** START OF Exercise inputs **

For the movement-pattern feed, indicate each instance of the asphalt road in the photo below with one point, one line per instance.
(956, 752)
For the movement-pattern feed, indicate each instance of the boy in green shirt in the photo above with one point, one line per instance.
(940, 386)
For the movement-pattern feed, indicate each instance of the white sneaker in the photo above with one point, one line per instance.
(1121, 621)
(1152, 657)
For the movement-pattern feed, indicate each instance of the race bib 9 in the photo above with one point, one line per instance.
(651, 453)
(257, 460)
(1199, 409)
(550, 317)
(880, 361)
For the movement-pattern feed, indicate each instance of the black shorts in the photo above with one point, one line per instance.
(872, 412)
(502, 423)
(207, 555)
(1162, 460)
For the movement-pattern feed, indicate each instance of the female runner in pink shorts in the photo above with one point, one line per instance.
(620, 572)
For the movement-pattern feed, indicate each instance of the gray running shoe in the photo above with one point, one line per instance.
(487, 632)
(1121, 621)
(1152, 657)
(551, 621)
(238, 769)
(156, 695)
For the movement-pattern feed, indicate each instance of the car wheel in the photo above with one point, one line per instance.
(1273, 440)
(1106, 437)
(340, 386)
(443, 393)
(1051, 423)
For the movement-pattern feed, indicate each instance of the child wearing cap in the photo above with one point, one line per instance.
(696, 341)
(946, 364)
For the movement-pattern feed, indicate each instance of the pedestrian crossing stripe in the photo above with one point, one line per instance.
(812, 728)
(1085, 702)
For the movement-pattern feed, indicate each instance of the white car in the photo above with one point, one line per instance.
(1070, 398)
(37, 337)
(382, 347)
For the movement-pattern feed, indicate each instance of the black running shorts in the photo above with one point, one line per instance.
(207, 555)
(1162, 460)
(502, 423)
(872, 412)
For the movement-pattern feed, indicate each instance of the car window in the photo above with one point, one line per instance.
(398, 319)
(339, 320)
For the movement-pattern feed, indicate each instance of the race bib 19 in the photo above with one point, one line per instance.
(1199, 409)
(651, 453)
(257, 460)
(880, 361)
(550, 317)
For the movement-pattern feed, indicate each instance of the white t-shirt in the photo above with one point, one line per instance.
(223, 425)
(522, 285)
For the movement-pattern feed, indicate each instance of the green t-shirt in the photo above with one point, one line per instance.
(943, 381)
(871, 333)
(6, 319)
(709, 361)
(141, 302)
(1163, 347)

** END OF Exercise inputs **

Required task »
Rewrite everything from the line containing "the white car" down to the end of the entries, changing "movement-pattern feed" to "motion-tracking feed" and leaving the rest unchanged.

Solution »
For the motion-tracking feed, indicate each instance of the white car in the photo above with one point, one line per instance.
(1070, 398)
(37, 337)
(382, 347)
For the motion-tracking feed, indicate each instance of the black running shorts in the photo above with one point, one line per instance.
(207, 555)
(1162, 460)
(502, 423)
(872, 412)
For the motion-tracking feed, indicate each instance of the car window in the photo above with one point, one line per instance.
(398, 319)
(339, 320)
For the motion-tracking feed, indicate each instance of the race bib 19 in the photo above with one point, one line per instance.
(1199, 409)
(651, 453)
(257, 460)
(880, 361)
(550, 317)
For the motion-tracking feed, indicate each instance of the white t-shirt in the photo above with one point, one line per instance.
(223, 425)
(522, 285)
For the motion-tracking feed, indicate each instance of the green t-shirt in the photo above with one point, one line per instance.
(943, 381)
(871, 333)
(6, 319)
(709, 361)
(141, 302)
(1163, 347)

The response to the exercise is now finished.